>>>>>
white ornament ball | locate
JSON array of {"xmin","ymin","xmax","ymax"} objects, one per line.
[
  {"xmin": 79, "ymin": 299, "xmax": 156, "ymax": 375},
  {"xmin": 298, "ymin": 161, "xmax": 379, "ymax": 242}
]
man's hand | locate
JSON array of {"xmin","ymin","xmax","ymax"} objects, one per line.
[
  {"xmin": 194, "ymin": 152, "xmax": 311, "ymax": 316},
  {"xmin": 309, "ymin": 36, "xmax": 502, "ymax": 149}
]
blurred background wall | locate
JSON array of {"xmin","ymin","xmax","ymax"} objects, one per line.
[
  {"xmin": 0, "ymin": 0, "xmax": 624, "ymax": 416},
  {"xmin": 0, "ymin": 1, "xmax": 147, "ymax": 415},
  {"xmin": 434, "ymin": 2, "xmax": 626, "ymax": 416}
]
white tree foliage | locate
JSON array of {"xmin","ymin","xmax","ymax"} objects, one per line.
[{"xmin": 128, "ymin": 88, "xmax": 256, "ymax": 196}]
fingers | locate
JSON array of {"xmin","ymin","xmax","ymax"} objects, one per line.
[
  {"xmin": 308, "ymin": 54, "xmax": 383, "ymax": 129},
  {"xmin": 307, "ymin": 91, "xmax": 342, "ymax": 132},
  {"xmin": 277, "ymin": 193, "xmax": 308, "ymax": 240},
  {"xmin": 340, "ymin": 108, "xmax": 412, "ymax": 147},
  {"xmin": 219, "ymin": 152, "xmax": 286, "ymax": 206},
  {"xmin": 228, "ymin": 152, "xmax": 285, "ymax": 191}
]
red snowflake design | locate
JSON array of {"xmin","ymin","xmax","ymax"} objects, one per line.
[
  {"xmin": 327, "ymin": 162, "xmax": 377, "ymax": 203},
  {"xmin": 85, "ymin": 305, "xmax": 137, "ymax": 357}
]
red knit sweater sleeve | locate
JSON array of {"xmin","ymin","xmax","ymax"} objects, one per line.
<<<<<
About this exercise
Please reproduce the lines from the line with "man's hand | locate" to the line with "blurred background wall | locate", both ends included, exactly as they appear above.

Task solution
man's hand | locate
JSON array of {"xmin","ymin","xmax","ymax"} objects, one per line.
[
  {"xmin": 194, "ymin": 152, "xmax": 311, "ymax": 316},
  {"xmin": 309, "ymin": 36, "xmax": 502, "ymax": 149}
]
blurred background wall | locate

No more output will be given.